How Lima Shed its Dangerous Reputation to Become South America's Greatest City for Food

by Chris Moss, The Telegraph, November 8, 2017

I’d never have thought cows’ hearts could look so appetising. The meat was rich, textured like tongue and a bit chewy. The overboiled spuds reminded me of childhood Sunday dinners. The glass of chicha morada, a purple corn beverage, was comforting, like cough mixture. The venue, El Tio Mario – Uncle Mario’s – was an upmarket canteen, functional, family oriented, the décor just a bit too orange.

In fact, anticuchos – cows’ hearts – are a classic of Peruvian cuisine, and have their aficionados. But my delight was contrastive. Following a week in Lima I was midriff-swellingly sated on fine dining. After a glut of refined, sometimes rarefied, lunches and dinners, a plate of offal was both comfort food and penance.

Peru’s capital, once spurned as South America’s least safe, most run-down city – a hurried stopover en route to Cuzco and Machu Picchu – has reinvented itself as a global gastronomy destination. Everyone knows about ceviche, quinoa and pisco. Peruvian eateries have opened in Manchester and Newcastle. London’s Lima restaurant has a Michelin star. But, despite regular visits to Peru over 15 years, nobody had ever explained to me how Lima came to love its cuisine.

Most agree that the man who got the whole thing going was Gastón Acurio, who I met at his restaurant, Astrid y Gastón, in the residential district of San Isidro.

### Excerpts from point annotation data
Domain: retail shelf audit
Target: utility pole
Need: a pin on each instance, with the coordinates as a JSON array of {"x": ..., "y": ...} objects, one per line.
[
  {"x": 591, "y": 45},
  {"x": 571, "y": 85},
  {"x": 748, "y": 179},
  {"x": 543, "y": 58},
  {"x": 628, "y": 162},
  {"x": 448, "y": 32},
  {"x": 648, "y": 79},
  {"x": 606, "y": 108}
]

### STATED GOAL
Can you pick up the article on Lima's food scene where it stops and keep writing it?

### EXPECTED ANSWER
“Lima is a triumph of love,” he said. “A miracle took place here because, in spite of all our differences, we’ve shown we can produce beautiful things together. I wanted to show off a multiculturalism without limits. Peruvians are Andean, African and European, and we eat everything from Nikkei [Japanese diaspora] food to Cantonese food to Genovese food. That’s the essence of this city and we need to celebrate it.”

Acurio praised the generation of chefs who came before him as “true pioneers”. Names like Isabel Álvarez, Teresa Izquierdo and Bernardo Roca Rey won’t mean much to British ears, but in Peru they are legends.

“Still, when I came back from Paris in the Nineties, I had to serve French food,” recalled Acurio. 

“I had friends who served quinoa at their restaurants, but they were empty. It was only when I began to travel with Astrid [his German wife] that I began to rediscover Peru and the fact that we have thousands of years of art, architecture, design – and food!”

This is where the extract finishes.